* _TO DO_
Count the lines in the records below that contain the word "inside" and reply with that number alone.

* _RAW RECORDS_
:::
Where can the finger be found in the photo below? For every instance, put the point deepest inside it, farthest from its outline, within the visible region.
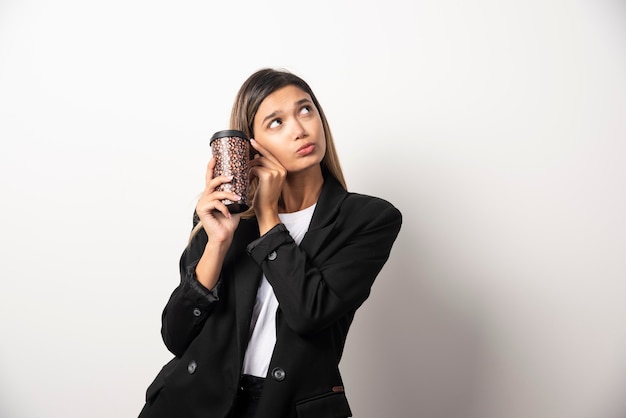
:::
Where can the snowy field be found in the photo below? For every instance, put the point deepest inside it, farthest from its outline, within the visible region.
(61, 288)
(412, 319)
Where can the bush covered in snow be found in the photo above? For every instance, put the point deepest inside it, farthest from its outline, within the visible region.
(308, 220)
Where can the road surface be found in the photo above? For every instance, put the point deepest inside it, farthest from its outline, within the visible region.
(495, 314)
:::
* _EXPECTED ANSWER_
4